Page extract —
▬▬▬▬▬▬▬▬▬▬

By Humeyra Pamuk and Andrea Shalal

WASHINGTON (Reuters) – The Trump administration is “turbocharging” an initiative to remove global industrial supply chains from China as it weighs new tariffs to punish Beijing for its handling of the coronavirus outbreak, according to officials familiar with U.S. planning.

President Donald Trump, who has stepped up recent attacks on China ahead of the Nov. 3 U.S. presidential election, has long pledged to bring manufacturing back from overseas.

Now, economic destruction and the massive U.S. coronavirus death toll are driving a government-wide push to move U.S. production and supply chain dependency away from China, even if it goes to other more friendly nations instead, current and former senior U.S. administration officials said.

“We’ve been working on [reducing the reliance of our supply chains in China] over the last few years but we are now turbo-charging that initiative,” Keith Krach, undersecretary for Economic Growth, Energy and the Environment at the U.S. State Department told Reuters.

“I think it is essential to understand where the critical areas are and where critical bottlenecks exist,” Krach said, adding that the matter was key to U.S. security and one the government could announce new action on soon.

The U.S. Commerce Department, State and other agencies are looking for ways to push companies to move both sourcing and manufacturing out of China. Tax incentives and potential re-shoring subsidies are among measures being considered to spur changes, the current and former officials told Reuters.

“There is a whole of government push on this,” said one. Agencies are probing which manufacturing should be deemed “essential” and how to produce these goods outside of China.

Trump’s China policy has been defined by behind-the-scenes tussles between pro-trade advisers and China hawks; now the latter say their time has come.

“This moment is a perfect storm; the pandemic has crystallized all the worries that people have had about doing business with China,” said another senior U.S. official.

“All the money that people think they made by making deals with China before, now they’ve been eclipsed many fold by the economic damage” from the coronavirus, the official said.

▬▬▬▬▬▬▬▬▬▬

Available data —
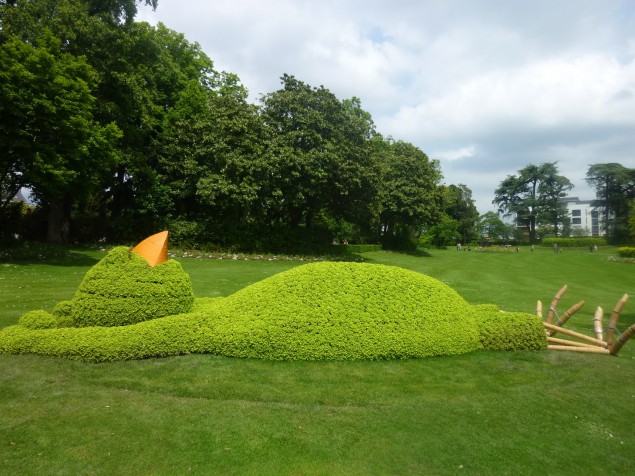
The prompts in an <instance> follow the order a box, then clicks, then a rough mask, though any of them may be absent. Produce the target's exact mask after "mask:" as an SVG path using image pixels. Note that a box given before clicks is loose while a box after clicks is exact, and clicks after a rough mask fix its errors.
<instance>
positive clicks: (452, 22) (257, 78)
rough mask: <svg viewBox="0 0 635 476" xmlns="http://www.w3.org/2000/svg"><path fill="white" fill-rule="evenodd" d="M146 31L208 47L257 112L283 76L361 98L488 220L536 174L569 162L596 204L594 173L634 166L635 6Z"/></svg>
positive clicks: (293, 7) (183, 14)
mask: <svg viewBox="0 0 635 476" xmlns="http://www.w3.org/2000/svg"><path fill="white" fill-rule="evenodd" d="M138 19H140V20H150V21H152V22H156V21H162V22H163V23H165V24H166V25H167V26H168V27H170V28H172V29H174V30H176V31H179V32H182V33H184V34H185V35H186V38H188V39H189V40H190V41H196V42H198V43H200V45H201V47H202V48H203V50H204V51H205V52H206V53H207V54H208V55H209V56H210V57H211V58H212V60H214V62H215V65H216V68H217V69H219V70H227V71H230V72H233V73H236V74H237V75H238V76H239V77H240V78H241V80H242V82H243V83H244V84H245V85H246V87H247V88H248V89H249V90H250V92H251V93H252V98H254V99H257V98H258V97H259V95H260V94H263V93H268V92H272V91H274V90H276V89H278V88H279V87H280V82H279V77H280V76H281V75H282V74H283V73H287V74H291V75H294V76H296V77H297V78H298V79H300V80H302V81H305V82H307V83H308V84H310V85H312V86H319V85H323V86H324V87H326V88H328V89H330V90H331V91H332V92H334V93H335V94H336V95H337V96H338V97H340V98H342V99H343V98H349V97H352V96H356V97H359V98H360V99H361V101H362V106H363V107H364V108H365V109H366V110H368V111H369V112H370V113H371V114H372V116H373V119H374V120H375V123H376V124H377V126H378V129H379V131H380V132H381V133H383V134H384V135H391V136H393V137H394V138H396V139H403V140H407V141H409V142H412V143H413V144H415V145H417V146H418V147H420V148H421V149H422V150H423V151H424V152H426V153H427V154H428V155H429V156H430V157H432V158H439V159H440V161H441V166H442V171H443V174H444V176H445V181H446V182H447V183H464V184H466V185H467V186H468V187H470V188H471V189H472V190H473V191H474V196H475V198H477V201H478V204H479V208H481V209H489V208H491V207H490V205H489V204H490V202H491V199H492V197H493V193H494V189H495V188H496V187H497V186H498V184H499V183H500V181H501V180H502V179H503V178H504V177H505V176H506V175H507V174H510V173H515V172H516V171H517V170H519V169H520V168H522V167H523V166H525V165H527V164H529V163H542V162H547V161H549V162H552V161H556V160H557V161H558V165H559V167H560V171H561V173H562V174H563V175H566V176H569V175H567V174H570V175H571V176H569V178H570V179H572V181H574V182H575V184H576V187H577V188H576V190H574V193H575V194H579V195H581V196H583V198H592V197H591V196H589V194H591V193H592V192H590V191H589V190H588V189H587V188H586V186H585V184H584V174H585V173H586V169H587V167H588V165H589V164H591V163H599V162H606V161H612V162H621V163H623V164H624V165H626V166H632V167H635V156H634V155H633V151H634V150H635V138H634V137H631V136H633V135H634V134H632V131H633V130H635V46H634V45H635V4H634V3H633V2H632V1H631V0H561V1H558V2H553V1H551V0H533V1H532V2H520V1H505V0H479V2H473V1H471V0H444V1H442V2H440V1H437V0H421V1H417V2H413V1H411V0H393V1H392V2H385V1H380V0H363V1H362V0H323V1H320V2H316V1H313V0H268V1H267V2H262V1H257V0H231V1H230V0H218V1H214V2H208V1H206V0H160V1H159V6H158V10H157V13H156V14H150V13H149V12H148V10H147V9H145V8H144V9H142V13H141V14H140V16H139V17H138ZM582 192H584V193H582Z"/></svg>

▬▬▬▬▬▬▬▬▬▬

Exercise tasks —
a. Answer from the report on moving U.S. supply chains out of China:
(i) What post does Keith Krach hold?
(ii) Which two measures are being considered to spur companies to leave China?
(iii) On what date is the U.S. presidential election?
b. Resume the report on moving U.S. supply chains out of China, picking up after its last paragraph.

Exercise results —
a.
(i) Undersecretary for Economic Growth, Energy and the Environment at the U.S. State Department.
(ii) Tax incentives and potential re-shoring subsidies.
(iii) Nov. 3.

b.
ECONOMIC PROSPERITY NETWORK

Trump has said repeatedly that he could put new tariffs on top of the up to 25% tax on $370 billion in Chinese goods currently in place.

U.S. companies, which pay the tariffs, are already groaning https://www.reuters.com/article/us-health-coronavirus-tariffs/trumps-tariffs-add-to-pandemic-induced-turmoil-of-u-s-manufacturers-idUSKBN22C1MY under the existing ones, especially as sales plummet during coronavirus lockdowns.

But that does not mean Trump will balk at new ones, officials say. Other ways to punish China may include sanctions on officials or companies, and closer relations with Taiwan, the self-governing island China considers a province.

But discussions about moving supply chains are concrete, robust, and, unusually for the Trump administration, multi-lateral.

The United States is pushing to create an alliance of “trusted partners” dubbed the “Economic Prosperity Network,” one official said. It would include companies and civil society groups operating under the same set of standards on everything from digital business, energy and infrastructure to research, trade, education and commerce, he said.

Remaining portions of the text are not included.